▸ **WRITTEN PROBLEM**
Switch "snow-covered" to "frost-covered" and write out again, with nothing else changed, the part of the rows that opens with the line containing "job: snow-covered ground" and closes with the line containing "Trace the outline of every instance of the snow-covered". Leave the pictures out of the answer.

[Image segmentation entries]
— START —

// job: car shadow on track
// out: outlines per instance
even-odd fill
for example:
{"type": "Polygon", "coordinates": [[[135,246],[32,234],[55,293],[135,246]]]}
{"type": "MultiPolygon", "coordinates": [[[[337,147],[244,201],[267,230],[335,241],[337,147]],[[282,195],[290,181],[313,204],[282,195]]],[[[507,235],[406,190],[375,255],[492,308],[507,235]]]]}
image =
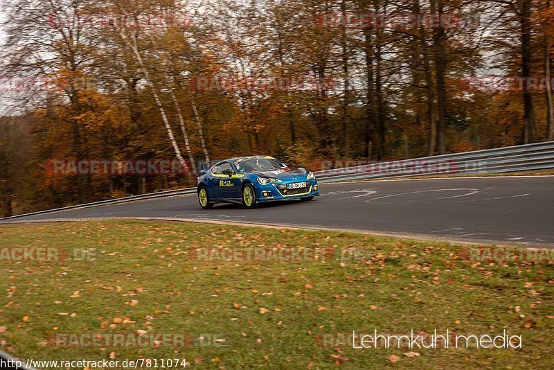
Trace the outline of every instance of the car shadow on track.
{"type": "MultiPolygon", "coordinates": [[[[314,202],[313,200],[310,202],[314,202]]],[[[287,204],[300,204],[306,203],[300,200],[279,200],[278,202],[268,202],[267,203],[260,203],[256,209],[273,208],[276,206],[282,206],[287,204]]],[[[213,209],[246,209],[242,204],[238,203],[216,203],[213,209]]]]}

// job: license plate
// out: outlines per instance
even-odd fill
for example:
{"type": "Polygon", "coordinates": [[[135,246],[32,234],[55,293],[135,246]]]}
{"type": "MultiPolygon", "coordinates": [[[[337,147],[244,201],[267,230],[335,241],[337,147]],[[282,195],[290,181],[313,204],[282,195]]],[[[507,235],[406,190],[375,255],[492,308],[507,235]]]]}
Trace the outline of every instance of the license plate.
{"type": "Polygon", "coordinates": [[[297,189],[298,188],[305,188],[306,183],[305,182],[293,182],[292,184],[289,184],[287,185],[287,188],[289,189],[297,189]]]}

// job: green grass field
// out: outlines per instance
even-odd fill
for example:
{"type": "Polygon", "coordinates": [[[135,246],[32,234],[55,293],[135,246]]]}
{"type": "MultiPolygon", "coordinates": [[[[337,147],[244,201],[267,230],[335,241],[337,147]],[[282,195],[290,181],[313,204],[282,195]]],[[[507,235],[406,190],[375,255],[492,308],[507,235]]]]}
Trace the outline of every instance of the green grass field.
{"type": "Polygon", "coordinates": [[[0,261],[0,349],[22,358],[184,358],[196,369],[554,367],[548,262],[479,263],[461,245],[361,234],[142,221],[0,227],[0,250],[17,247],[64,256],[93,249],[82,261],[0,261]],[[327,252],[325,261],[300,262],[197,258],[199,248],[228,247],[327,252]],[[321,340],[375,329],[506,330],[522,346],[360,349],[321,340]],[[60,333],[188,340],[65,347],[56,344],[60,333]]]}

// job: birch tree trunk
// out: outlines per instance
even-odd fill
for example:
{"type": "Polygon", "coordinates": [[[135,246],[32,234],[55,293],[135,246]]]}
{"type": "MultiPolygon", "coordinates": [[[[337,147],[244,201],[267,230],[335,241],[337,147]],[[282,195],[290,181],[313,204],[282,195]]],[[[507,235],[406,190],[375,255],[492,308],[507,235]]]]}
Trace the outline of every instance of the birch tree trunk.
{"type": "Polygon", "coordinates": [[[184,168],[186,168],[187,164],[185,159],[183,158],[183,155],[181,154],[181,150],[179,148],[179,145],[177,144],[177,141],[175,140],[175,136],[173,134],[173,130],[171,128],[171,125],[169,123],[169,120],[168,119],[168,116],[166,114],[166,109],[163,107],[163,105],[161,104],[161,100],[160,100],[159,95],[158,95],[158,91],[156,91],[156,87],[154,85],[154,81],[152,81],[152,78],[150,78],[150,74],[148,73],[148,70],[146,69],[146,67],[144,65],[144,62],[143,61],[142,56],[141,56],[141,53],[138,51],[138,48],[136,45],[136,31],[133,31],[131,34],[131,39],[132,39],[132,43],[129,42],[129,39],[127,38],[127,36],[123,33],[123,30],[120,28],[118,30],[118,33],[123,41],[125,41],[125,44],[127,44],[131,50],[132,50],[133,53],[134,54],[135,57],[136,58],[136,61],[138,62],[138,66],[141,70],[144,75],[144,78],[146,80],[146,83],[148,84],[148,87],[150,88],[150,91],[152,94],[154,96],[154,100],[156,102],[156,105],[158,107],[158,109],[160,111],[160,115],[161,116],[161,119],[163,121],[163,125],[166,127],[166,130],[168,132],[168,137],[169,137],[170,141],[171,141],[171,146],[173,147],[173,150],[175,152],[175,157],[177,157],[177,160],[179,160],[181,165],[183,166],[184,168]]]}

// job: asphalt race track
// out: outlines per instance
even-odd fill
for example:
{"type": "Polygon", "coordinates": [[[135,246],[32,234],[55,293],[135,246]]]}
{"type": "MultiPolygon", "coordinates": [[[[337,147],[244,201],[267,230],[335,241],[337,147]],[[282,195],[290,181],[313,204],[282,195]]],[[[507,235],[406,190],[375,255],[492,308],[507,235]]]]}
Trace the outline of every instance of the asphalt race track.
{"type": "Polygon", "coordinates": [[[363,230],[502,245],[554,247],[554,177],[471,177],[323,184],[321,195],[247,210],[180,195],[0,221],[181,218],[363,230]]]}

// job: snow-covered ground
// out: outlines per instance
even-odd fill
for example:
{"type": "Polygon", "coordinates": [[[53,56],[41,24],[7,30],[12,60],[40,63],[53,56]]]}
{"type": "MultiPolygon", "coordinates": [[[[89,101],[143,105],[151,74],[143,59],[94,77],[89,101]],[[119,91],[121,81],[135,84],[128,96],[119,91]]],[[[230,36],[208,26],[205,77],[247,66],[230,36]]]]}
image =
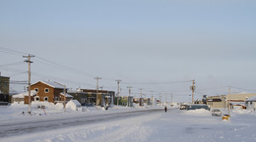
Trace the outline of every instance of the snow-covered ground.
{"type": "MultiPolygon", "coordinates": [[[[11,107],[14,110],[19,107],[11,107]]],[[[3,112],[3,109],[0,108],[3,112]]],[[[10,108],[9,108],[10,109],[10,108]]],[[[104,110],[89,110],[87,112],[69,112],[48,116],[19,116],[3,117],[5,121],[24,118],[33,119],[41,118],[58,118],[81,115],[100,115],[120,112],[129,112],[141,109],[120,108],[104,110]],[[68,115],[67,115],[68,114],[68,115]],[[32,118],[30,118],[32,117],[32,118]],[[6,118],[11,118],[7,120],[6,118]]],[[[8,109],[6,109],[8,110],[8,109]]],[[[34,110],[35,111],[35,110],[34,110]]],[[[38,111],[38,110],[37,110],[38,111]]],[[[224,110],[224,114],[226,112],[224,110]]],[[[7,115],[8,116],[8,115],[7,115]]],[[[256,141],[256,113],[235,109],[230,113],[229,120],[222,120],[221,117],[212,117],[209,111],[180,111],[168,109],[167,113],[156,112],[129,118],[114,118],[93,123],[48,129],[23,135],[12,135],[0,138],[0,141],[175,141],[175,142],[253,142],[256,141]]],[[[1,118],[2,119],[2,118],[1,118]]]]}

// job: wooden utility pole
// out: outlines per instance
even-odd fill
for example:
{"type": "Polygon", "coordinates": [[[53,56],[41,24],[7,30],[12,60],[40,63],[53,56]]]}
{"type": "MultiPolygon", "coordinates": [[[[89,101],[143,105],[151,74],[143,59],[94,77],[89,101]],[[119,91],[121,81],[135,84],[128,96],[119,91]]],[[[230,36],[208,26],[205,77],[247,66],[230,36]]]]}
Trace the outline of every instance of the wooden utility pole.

— END —

▸ **FINISHED ANSWER**
// job: frost-covered ground
// out: outlines per instance
even-odd fill
for example:
{"type": "Polygon", "coordinates": [[[53,56],[41,24],[7,30],[12,60],[40,63],[53,56]]]}
{"type": "MultiPolygon", "coordinates": [[[[89,101],[143,105],[151,74],[143,59],[94,77],[89,101]],[[119,91],[121,81],[135,84],[128,96],[119,91]]],[[[230,36],[208,26],[205,77],[247,66],[230,36]]]]}
image =
Trace the outline of every instance of the frost-covered ground.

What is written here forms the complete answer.